Work task A: Reproduce the passage of the news report on false paternity registration from "It refers to" up to and including "are hardly revealed.".
Work task B: Carry the news report on false paternity registration forward from its last sentence.

If another man is registered at the birth registry as the biological father of a child with the mother’s consent, he can later take the child in his care. This possibility may be chosen by the people (usually childless couples) who prefer paying the child’s mother for such a fraud to applying for adoption, which lasts long and the result is uncertain, Pravo says.
It refers to a recent case of a mother who sold her almost six-year-old son for 100,000 crowns, according to the court that dealt with this case on Tuesday.
The woman, 34, who is a drug addict and a thief, did not manage to look after the boy and this is why she sold him to a man, who was living alone and therefore could not adopt a child legally.
“The man was entered in the birth certificate as the father of the underage boy, and since then he has had him in his custody,” the court said.
The boy had no father stated in his birth certificate so the mother could agree with another man to register as such.
The woman was sentenced to 42 months in prison for the sale of her son, previous thefts and drug delicts, Pravo writes.
An expert in children’s legal protection has confirmed to Pravo that this was not an isolated case. However, such cases are hardly revealed.
“There are cases of elderly couples coming to pick up a baby directly in a maternity hospital. The man confesses to his ‘sin’ with the young woman who has just delivered a baby, he is registered in the birth certificate as the father and then he [together with his wife or partner] starts looking after the baby. These things do not happen for free, but it is very difficult to prove it,” the expert said.

Dataset records:

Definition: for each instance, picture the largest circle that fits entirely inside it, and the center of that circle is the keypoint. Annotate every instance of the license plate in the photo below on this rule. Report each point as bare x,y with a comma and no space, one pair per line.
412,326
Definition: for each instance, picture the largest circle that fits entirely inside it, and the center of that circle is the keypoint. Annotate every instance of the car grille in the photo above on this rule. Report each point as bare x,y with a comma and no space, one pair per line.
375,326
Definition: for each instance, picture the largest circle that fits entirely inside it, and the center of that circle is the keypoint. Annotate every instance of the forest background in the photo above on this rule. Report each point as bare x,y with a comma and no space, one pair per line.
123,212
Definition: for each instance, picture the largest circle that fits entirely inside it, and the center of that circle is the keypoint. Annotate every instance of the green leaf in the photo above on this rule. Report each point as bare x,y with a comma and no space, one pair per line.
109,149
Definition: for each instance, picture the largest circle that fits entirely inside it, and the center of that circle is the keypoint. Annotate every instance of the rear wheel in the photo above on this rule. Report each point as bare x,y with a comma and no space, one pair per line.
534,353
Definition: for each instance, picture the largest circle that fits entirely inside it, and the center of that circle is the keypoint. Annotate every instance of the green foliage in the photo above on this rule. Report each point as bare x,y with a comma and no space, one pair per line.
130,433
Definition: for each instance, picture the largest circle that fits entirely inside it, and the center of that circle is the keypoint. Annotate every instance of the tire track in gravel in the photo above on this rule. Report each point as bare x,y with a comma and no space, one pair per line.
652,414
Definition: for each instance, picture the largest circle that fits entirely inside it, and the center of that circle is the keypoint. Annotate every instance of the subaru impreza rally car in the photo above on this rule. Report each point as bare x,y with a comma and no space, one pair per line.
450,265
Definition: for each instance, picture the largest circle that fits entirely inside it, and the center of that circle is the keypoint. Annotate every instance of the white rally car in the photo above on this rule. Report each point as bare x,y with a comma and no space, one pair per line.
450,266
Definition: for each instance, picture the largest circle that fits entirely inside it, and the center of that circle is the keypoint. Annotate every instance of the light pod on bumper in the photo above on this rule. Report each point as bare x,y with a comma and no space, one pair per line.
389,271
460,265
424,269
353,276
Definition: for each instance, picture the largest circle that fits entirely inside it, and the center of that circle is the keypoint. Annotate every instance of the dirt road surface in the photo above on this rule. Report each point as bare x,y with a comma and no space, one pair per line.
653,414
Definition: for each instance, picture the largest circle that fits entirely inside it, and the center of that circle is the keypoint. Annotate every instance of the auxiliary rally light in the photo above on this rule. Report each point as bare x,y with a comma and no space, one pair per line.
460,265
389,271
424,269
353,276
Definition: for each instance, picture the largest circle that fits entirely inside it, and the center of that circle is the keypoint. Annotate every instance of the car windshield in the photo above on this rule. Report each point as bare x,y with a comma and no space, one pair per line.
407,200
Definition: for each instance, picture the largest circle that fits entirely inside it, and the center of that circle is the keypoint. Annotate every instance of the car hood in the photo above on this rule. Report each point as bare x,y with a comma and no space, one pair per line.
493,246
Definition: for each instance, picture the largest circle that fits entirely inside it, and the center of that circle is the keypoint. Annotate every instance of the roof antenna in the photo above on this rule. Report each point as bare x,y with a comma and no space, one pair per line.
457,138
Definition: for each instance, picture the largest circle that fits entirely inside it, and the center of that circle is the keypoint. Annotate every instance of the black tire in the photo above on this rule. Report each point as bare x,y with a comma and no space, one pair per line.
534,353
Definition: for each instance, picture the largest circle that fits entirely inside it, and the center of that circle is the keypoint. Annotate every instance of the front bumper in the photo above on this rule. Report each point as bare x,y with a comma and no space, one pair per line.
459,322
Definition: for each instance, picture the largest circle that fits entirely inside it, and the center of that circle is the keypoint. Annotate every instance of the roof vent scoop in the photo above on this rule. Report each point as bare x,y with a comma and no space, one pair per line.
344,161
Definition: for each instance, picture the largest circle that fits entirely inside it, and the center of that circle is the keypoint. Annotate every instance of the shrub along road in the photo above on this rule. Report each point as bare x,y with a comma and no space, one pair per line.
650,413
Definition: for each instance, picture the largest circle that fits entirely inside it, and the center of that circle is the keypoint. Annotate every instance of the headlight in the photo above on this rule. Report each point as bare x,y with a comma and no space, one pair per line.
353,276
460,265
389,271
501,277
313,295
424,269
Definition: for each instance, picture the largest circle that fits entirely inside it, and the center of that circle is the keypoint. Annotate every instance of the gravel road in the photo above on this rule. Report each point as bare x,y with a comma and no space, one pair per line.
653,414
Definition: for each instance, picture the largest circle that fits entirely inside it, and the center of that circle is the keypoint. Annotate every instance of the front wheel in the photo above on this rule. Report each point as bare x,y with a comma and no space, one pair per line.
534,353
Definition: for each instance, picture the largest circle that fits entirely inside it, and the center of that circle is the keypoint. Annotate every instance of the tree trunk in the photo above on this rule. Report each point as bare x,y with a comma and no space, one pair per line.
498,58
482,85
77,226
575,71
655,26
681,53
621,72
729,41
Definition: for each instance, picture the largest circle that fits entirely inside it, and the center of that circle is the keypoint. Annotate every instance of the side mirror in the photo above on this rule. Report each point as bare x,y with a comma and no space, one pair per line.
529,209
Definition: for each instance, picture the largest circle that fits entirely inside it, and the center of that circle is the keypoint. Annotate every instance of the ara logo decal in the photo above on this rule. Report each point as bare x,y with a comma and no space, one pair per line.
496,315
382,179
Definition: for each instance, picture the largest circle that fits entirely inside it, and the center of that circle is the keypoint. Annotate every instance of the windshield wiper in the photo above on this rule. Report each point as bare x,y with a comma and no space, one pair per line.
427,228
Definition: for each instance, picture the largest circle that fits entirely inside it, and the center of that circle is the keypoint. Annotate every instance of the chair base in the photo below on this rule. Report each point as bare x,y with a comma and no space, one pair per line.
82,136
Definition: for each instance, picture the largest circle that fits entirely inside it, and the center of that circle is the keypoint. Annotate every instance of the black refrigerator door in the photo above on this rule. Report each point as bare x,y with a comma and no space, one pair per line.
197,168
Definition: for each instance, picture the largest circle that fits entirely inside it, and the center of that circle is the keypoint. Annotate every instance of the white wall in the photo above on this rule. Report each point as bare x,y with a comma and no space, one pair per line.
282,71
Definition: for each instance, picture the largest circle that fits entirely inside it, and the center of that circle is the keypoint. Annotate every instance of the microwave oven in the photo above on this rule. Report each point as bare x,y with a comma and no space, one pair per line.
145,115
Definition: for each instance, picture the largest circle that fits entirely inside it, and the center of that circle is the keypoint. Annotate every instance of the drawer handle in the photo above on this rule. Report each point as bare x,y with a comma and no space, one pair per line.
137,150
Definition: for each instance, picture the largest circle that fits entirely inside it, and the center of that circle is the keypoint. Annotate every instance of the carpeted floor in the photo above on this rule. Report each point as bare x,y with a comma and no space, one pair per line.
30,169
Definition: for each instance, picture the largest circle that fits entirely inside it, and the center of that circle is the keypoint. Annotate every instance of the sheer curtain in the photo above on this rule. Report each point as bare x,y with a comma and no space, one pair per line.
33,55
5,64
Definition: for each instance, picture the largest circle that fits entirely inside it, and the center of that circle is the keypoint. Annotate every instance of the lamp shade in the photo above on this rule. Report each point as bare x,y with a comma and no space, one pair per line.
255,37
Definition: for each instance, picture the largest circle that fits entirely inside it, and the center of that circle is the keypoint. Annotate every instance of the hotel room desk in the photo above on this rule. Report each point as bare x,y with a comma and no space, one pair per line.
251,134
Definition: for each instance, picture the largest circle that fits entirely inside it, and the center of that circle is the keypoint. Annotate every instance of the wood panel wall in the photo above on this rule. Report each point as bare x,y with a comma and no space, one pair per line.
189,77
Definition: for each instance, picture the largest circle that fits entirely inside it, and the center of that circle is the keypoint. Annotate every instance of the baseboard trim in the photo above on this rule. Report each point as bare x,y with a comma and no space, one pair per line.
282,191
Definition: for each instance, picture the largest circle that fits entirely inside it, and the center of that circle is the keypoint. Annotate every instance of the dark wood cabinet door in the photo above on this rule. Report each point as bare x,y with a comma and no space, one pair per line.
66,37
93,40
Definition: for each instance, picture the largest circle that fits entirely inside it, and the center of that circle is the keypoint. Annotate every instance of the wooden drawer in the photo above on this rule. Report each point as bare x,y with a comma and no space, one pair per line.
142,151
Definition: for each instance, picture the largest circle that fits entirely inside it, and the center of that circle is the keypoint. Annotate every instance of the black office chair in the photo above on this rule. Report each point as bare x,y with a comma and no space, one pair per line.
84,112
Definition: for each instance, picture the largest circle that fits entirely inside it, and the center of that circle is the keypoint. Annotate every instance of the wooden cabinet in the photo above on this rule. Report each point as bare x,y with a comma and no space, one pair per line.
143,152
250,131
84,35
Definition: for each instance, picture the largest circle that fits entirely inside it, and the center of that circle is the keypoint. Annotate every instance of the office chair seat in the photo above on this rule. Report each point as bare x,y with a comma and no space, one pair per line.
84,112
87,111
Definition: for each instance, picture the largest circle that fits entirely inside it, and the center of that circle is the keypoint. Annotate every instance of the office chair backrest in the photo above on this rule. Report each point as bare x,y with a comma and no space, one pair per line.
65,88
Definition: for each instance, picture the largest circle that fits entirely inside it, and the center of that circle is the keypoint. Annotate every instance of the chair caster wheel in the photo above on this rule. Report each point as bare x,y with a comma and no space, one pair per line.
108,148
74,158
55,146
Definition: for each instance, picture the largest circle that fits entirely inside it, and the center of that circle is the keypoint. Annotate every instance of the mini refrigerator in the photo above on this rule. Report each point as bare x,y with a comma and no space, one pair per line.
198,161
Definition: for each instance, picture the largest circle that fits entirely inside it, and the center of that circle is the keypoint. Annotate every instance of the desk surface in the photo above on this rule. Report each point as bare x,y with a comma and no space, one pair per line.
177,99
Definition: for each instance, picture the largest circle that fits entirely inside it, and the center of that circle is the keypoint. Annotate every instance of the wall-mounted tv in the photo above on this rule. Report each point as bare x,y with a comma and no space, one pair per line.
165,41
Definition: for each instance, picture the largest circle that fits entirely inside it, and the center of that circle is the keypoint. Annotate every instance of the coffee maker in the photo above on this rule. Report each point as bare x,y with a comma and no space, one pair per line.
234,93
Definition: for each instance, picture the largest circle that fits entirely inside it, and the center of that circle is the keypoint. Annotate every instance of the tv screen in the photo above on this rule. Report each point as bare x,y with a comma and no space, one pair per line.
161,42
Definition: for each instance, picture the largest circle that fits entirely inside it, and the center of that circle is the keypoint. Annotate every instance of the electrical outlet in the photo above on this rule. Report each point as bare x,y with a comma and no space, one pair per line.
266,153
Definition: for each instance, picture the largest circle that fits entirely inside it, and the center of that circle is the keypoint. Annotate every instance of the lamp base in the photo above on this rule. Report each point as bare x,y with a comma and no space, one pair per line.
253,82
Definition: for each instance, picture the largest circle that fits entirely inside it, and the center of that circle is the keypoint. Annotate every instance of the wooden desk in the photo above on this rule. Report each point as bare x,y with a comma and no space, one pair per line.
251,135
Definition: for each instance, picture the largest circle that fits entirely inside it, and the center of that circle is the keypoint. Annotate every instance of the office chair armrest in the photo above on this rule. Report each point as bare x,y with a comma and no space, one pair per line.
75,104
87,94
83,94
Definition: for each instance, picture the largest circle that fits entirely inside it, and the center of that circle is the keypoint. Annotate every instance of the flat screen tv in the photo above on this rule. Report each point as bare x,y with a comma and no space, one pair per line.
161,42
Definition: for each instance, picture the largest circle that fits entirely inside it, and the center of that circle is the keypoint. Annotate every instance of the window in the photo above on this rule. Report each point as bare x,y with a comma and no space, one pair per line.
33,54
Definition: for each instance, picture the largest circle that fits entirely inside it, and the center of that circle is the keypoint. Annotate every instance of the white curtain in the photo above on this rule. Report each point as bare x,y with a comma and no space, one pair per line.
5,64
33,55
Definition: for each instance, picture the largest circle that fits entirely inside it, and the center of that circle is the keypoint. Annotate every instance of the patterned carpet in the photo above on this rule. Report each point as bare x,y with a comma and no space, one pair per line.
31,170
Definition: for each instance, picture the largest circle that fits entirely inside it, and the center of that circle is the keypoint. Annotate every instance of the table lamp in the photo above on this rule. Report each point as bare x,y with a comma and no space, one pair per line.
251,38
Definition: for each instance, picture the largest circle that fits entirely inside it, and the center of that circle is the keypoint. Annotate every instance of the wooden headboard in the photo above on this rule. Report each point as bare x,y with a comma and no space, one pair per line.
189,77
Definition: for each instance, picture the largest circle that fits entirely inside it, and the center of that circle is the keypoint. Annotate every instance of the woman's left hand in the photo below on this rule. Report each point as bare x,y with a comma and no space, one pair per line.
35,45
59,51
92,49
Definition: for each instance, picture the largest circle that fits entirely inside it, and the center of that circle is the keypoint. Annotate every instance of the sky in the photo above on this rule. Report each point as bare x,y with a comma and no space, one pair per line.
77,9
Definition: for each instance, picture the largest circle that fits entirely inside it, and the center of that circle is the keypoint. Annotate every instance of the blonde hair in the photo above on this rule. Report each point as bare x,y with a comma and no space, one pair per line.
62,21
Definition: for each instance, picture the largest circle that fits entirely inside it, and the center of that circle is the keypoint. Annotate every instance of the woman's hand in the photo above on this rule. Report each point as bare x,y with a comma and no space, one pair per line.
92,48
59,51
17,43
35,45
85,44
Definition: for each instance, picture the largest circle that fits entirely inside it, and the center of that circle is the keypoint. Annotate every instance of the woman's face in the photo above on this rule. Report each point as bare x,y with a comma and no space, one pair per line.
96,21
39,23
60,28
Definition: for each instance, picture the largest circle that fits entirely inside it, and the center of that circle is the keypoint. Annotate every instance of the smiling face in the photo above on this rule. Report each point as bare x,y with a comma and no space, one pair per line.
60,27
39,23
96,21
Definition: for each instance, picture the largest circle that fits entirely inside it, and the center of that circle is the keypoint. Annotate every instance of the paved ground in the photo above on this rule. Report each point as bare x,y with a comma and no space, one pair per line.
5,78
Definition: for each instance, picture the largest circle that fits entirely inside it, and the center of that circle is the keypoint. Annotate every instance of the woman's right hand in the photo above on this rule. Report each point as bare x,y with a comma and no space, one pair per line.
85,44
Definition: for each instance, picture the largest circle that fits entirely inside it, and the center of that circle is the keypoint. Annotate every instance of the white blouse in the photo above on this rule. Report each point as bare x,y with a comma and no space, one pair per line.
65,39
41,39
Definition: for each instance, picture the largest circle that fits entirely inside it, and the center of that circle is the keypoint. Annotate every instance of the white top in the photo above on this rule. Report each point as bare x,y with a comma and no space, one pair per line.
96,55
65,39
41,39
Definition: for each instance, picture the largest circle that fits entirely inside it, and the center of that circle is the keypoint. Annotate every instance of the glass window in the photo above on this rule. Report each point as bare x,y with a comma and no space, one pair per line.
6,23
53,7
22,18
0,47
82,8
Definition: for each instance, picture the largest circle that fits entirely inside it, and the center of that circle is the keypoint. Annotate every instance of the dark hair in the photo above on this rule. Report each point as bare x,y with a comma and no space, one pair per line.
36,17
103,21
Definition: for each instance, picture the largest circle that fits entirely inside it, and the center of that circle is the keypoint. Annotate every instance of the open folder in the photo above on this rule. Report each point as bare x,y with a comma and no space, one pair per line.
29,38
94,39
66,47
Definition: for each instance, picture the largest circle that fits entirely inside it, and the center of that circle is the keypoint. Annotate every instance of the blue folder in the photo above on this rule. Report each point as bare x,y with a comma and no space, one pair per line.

Your response A:
It refers to a recent case of a mother who sold her almost six-year-old son for 100,000 crowns, according to the court that dealt with this case on Tuesday.
The woman, 34, who is a drug addict and a thief, did not manage to look after the boy and this is why she sold him to a man, who was living alone and therefore could not adopt a child legally.
“The man was entered in the birth certificate as the father of the underage boy, and since then he has had him in his custody,” the court said.
The boy had no father stated in his birth certificate so the mother could agree with another man to register as such.
The woman was sentenced to 42 months in prison for the sale of her son, previous thefts and drug delicts, Pravo writes.
An expert in children’s legal protection has confirmed to Pravo that this was not an isolated case. However, such cases are hardly revealed.

Your response B:
The recent case of the boy’s sale was uncovered only by accident. His “new father” did not send the boy to school, and consequently social workers started to check the case.
Though both the man and the biological mother swore in court that they had not swapped the boy for money, the court did not trust them, Pravo writes.
Such frauds could be prevented if the birth registries were authorised to report suspicious cases to courts or social authorities, an expert, well versed in the case, told Pravo.
The paper also addressed several birth registry offices, asking about their procedure of entering fathers in birth certificates additionally.
“If we receive a positive statement by both parents, we register the father,” a brith registry employee told Pravo,
“It is not up to us to look into how it really is, though some couples raise doubts,”she added.
Pravo also asked the Labour and Social Affairs Ministry, which is in charge of children’s protection, for comments, but it did not react.